§ The problem
Give back all of the data, word for word.

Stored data
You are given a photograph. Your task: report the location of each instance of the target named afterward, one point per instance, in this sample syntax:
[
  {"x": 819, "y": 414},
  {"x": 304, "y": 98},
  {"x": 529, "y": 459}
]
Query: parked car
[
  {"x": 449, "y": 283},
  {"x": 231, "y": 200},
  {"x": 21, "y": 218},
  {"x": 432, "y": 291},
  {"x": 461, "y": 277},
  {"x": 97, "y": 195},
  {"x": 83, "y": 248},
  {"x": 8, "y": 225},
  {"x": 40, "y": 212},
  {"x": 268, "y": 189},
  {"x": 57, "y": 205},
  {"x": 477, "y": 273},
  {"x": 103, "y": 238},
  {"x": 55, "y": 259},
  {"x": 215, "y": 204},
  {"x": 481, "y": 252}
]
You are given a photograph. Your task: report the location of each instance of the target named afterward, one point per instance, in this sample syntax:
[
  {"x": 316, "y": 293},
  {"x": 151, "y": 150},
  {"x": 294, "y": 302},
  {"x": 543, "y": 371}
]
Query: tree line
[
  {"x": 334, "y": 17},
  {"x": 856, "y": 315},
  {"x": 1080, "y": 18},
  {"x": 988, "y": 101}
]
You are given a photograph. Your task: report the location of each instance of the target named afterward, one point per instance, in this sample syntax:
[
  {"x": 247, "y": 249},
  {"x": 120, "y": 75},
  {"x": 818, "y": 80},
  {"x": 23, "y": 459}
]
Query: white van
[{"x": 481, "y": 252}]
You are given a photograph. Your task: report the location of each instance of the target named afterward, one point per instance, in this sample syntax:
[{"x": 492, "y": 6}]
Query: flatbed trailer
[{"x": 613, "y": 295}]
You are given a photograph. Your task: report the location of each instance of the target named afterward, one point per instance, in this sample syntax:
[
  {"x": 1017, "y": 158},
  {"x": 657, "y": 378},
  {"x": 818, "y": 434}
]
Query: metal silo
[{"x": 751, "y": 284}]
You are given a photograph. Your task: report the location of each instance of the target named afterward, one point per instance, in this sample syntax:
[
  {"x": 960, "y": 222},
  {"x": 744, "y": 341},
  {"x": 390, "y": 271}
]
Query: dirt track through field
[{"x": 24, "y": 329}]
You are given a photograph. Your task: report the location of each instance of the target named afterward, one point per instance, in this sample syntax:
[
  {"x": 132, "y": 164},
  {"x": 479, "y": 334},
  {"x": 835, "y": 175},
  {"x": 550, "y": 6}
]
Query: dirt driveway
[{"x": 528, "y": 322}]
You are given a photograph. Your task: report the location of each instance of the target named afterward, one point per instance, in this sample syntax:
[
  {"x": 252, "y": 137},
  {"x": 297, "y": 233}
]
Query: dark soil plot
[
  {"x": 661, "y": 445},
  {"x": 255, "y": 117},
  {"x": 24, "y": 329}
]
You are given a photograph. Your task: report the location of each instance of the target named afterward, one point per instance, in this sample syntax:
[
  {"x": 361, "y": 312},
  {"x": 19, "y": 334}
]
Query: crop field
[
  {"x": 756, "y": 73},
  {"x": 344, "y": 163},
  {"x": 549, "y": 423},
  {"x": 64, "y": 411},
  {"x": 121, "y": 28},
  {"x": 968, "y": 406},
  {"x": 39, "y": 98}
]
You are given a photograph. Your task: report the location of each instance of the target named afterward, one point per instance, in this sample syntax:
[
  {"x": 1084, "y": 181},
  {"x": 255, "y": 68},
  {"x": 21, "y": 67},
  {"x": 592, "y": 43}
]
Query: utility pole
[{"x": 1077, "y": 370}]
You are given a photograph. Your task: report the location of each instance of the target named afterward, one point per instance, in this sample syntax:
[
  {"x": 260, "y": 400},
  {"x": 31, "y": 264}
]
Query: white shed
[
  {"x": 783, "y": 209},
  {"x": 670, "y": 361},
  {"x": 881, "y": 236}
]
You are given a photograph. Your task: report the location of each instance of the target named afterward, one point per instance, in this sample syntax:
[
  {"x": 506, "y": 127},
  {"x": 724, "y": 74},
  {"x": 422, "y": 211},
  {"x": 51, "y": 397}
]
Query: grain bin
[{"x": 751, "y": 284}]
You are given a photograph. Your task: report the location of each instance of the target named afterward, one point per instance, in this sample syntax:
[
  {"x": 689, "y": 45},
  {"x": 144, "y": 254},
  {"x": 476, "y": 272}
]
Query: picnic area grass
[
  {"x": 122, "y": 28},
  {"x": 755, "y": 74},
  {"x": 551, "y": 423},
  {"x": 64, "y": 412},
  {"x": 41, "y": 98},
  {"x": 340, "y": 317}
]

§ Output for this task
You are given a photograph. Your task: report the location of each instance of the target named afterward, one point per instance, in this sample syntax:
[
  {"x": 819, "y": 414},
  {"x": 304, "y": 98},
  {"x": 529, "y": 459}
]
Query: parked car
[
  {"x": 449, "y": 283},
  {"x": 231, "y": 200},
  {"x": 21, "y": 218},
  {"x": 432, "y": 291},
  {"x": 461, "y": 277},
  {"x": 97, "y": 195},
  {"x": 83, "y": 248},
  {"x": 8, "y": 225},
  {"x": 40, "y": 212},
  {"x": 268, "y": 189},
  {"x": 57, "y": 205},
  {"x": 477, "y": 273},
  {"x": 103, "y": 238},
  {"x": 55, "y": 259},
  {"x": 215, "y": 204},
  {"x": 481, "y": 252}
]
You are given a photograph. Your task: report the location of each instance of the target named afterward, one point per instance, in this sample syntax:
[
  {"x": 316, "y": 293},
  {"x": 151, "y": 150},
  {"x": 294, "y": 302},
  {"x": 543, "y": 371}
]
Query: tree line
[
  {"x": 334, "y": 17},
  {"x": 856, "y": 315},
  {"x": 1080, "y": 18},
  {"x": 988, "y": 101}
]
You are given a photograph. Your task: report the location of each instance of the target named afterward, one point per instance, in this sample syntax:
[
  {"x": 247, "y": 249},
  {"x": 120, "y": 75},
  {"x": 818, "y": 80},
  {"x": 23, "y": 459}
]
Query: white van
[{"x": 481, "y": 252}]
You are given a photograph. Your task: report the location of each instance of the target named afterward, one point per instance, in this sample syntax:
[{"x": 492, "y": 6}]
Query: flatbed trailer
[{"x": 613, "y": 295}]
You are given a photograph. Your task: report the location of each instance of the target named afterward, one point per instance, in this sample syntax:
[
  {"x": 1017, "y": 158},
  {"x": 657, "y": 378},
  {"x": 818, "y": 434}
]
Query: metal silo
[{"x": 751, "y": 284}]
You are given a photograph. Your task: report the location of each instance of the target named afterward, one point per instance, in this sample syntax:
[
  {"x": 960, "y": 222},
  {"x": 744, "y": 341},
  {"x": 390, "y": 271}
]
Query: dirt track through field
[{"x": 24, "y": 329}]
You are given a photograph. Your task: report the location of each instance of the target named afterward, one point per instance, in this sample syntax:
[
  {"x": 132, "y": 164},
  {"x": 479, "y": 334},
  {"x": 835, "y": 175},
  {"x": 550, "y": 6}
]
Query: dirt driveway
[{"x": 528, "y": 322}]
You are given a photograph. Your task: report the location of each instance of the target named afterward, one point per instance, in this sample syntax:
[
  {"x": 252, "y": 137},
  {"x": 297, "y": 233}
]
Query: dark soil plot
[
  {"x": 661, "y": 445},
  {"x": 255, "y": 117},
  {"x": 24, "y": 329}
]
You are given a photograph. Your task: report the location of each instance of the target named afterward, one point per instance, in this sample syntax:
[
  {"x": 361, "y": 312},
  {"x": 19, "y": 334}
]
Query: crop field
[
  {"x": 756, "y": 73},
  {"x": 344, "y": 163},
  {"x": 549, "y": 423},
  {"x": 64, "y": 411},
  {"x": 121, "y": 28},
  {"x": 968, "y": 406},
  {"x": 39, "y": 98}
]
You are given a photograph. Your task: report the location of each instance of the target named afterward, one point per instance, in this sample syntax:
[
  {"x": 1084, "y": 181},
  {"x": 255, "y": 68},
  {"x": 21, "y": 67},
  {"x": 592, "y": 43}
]
Query: utility pole
[{"x": 1077, "y": 370}]
You are given a photograph. Your task: report the location of each instance of the target named afterward, one point per instance, in this sample syntax:
[
  {"x": 260, "y": 400},
  {"x": 31, "y": 264}
]
Query: white shed
[
  {"x": 783, "y": 209},
  {"x": 670, "y": 361},
  {"x": 881, "y": 236}
]
You are given a photograph. Your task: report the location of each instance of the target named afterward, one point per instance, in this sample syntax:
[
  {"x": 506, "y": 127},
  {"x": 724, "y": 74},
  {"x": 422, "y": 211},
  {"x": 51, "y": 397}
]
Query: grain bin
[{"x": 751, "y": 284}]
You are given a photograph. Your task: report the location of each instance of the target named afterward, one point per instance, in this sample syntax:
[
  {"x": 689, "y": 45},
  {"x": 144, "y": 254},
  {"x": 476, "y": 272}
]
Query: picnic area grass
[
  {"x": 122, "y": 28},
  {"x": 755, "y": 74},
  {"x": 551, "y": 423},
  {"x": 64, "y": 412},
  {"x": 41, "y": 98},
  {"x": 340, "y": 317}
]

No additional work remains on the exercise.